• Set problem:
Gather each line in the entries below that contains the string "motorboat". Case counts.
────────
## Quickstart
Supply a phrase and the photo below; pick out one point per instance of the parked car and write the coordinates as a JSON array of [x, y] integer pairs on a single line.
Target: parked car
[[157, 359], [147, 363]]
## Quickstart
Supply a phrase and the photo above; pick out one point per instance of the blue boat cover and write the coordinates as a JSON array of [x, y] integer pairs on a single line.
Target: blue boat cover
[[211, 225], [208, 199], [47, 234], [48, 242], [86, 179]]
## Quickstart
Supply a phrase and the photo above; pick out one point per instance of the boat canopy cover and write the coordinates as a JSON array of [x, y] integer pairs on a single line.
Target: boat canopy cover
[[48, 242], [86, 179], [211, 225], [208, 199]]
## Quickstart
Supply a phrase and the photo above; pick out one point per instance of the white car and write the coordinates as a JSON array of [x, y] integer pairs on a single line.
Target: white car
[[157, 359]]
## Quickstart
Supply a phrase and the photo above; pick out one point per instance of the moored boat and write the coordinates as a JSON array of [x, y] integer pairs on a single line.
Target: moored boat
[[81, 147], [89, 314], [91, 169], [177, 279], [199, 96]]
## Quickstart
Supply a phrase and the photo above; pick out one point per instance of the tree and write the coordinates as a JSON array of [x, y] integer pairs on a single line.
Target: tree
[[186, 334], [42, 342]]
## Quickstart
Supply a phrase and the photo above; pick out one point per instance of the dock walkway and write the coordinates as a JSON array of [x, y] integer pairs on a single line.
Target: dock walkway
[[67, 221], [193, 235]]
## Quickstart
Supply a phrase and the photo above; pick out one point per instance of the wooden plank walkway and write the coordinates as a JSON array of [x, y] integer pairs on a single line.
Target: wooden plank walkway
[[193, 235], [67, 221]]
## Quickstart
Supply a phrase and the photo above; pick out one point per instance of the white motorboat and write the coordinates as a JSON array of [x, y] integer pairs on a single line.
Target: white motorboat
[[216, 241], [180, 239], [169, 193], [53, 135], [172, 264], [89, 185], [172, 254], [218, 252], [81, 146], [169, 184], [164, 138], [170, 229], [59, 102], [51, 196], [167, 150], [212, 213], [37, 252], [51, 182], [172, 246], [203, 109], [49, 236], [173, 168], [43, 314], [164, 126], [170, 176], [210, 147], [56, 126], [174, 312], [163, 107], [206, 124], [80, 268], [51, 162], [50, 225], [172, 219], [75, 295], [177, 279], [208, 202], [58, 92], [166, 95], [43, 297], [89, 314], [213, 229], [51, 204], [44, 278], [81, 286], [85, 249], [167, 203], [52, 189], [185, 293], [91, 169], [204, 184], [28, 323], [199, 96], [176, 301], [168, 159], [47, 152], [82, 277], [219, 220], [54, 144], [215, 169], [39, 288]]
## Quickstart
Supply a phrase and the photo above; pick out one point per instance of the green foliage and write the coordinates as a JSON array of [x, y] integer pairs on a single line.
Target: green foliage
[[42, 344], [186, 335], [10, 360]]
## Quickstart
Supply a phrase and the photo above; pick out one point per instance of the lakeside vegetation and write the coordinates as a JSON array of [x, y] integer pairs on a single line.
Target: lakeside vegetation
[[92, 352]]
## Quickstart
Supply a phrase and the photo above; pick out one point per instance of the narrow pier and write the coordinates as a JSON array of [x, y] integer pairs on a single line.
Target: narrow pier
────────
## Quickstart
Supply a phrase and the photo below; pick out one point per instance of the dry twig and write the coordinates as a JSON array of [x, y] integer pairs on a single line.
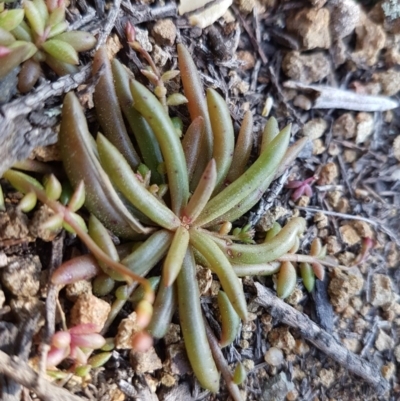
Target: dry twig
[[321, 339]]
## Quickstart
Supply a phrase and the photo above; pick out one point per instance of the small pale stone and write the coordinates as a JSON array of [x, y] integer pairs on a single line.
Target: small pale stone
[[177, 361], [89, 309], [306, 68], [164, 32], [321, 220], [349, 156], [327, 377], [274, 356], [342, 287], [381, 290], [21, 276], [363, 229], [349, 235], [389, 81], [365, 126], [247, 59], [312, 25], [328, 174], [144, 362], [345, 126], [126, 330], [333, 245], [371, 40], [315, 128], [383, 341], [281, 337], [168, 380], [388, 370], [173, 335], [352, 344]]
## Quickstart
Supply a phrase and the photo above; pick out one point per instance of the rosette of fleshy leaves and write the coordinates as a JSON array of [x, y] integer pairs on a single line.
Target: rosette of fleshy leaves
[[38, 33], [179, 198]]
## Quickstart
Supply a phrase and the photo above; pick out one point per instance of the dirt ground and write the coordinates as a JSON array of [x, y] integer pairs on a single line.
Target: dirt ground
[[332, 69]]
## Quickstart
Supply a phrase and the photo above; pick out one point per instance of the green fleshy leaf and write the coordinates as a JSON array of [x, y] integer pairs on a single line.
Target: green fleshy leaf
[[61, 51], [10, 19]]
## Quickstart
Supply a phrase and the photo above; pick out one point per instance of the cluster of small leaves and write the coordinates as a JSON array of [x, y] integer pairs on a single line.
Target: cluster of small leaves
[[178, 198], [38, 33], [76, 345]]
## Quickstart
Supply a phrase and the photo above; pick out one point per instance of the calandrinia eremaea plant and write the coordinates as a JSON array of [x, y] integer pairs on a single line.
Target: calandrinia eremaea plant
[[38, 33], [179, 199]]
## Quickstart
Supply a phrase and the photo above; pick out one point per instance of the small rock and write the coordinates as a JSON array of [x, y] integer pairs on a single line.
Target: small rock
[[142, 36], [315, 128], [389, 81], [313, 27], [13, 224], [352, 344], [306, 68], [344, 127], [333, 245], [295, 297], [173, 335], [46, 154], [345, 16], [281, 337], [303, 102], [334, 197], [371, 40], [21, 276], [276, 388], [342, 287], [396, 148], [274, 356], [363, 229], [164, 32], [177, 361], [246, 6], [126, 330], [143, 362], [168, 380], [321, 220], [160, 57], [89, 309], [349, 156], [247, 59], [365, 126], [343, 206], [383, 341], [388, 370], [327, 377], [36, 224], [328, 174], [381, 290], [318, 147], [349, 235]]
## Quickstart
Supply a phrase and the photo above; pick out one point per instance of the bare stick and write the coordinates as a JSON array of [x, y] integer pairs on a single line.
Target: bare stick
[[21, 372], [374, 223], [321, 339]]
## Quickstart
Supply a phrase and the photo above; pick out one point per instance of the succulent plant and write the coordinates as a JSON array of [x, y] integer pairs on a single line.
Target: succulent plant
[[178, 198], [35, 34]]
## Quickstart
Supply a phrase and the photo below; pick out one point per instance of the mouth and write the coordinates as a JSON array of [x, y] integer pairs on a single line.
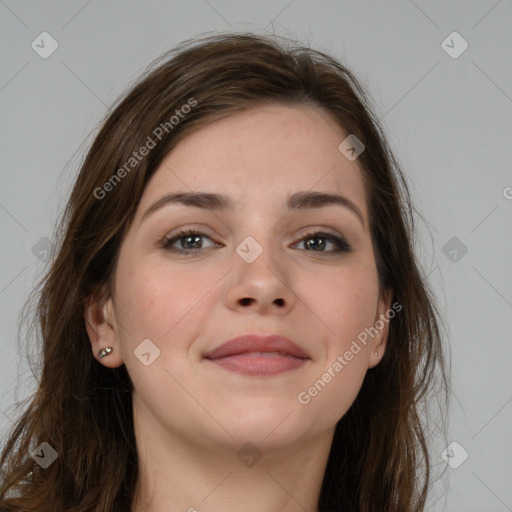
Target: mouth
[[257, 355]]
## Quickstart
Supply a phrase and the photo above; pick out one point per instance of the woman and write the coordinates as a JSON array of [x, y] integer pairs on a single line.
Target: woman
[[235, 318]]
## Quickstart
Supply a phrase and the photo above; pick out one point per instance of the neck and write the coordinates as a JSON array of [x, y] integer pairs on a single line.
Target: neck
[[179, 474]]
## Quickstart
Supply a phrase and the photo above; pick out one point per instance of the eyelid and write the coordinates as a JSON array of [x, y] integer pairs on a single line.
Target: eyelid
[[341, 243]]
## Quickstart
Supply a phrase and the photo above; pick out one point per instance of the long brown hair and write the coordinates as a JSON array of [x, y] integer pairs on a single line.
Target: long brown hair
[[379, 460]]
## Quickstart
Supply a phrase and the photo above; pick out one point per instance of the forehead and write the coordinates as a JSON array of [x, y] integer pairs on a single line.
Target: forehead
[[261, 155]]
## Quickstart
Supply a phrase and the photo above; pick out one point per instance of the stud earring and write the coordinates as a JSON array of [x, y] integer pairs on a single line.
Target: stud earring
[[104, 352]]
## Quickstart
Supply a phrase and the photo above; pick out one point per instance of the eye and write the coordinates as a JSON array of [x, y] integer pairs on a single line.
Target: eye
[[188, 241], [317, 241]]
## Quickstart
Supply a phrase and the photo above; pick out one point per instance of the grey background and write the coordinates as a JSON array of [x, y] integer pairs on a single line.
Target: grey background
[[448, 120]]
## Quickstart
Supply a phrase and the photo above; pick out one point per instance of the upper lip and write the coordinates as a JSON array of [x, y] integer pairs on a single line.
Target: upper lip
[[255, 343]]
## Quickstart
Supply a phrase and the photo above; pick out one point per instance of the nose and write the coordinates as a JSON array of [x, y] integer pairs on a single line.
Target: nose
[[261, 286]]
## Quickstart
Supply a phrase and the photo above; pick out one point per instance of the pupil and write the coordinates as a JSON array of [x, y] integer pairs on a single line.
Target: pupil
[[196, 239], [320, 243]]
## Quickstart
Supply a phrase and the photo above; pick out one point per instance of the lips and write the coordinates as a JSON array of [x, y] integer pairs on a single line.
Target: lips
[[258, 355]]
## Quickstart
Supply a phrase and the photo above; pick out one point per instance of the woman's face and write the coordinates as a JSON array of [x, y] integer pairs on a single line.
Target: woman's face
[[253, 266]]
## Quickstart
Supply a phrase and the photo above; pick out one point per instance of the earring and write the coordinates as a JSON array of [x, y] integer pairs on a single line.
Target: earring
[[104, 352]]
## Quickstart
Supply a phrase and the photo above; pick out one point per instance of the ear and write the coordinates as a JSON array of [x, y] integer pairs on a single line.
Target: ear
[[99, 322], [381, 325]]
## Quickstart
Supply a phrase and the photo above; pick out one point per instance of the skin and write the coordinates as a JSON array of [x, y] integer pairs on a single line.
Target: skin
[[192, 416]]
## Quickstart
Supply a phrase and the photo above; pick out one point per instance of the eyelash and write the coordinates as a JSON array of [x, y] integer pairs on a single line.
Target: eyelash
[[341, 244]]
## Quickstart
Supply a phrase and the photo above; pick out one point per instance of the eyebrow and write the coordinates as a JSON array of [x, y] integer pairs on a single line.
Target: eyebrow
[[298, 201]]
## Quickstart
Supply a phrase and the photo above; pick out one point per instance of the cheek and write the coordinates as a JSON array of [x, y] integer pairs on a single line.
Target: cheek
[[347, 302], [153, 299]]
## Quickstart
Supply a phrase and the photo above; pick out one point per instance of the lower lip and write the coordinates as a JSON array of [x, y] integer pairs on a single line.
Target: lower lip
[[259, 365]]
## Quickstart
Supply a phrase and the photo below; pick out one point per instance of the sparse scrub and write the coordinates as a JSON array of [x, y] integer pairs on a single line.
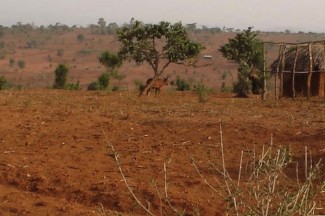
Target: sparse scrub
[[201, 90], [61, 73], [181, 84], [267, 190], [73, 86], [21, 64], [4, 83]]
────────
• Full output:
Supply a phrase and the photo above; pick out one point per instance of the white motorboat and write the coordinates as a JSON array of [x, y] integer pairs on a single line.
Target: white motorboat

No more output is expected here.